- _Source data_:

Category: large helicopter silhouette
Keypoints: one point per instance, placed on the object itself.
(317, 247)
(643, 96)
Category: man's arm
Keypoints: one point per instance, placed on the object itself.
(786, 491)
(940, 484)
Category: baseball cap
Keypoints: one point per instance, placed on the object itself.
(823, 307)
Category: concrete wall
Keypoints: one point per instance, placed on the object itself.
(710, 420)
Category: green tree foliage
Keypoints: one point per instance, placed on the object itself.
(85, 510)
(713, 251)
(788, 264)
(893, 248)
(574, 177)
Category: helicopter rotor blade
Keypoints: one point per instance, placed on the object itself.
---
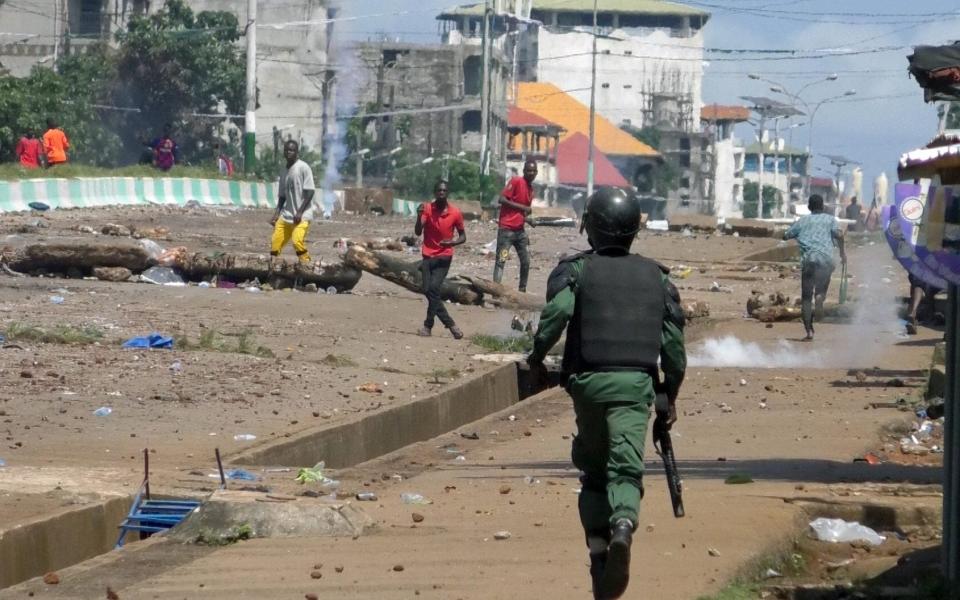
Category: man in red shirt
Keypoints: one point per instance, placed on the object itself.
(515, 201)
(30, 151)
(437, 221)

- _Task instructions_: Please gather every line from the items above that contains the string "Category", treating uppercase and lowercase letters as different.

- _Problem solution_:
Category: large helicopter silhouette
Category: man's arm
Category: baseball cap
Category: concrete wall
Category: green tree foliage
Category: helicopter rotor blade
Category: man in red shirt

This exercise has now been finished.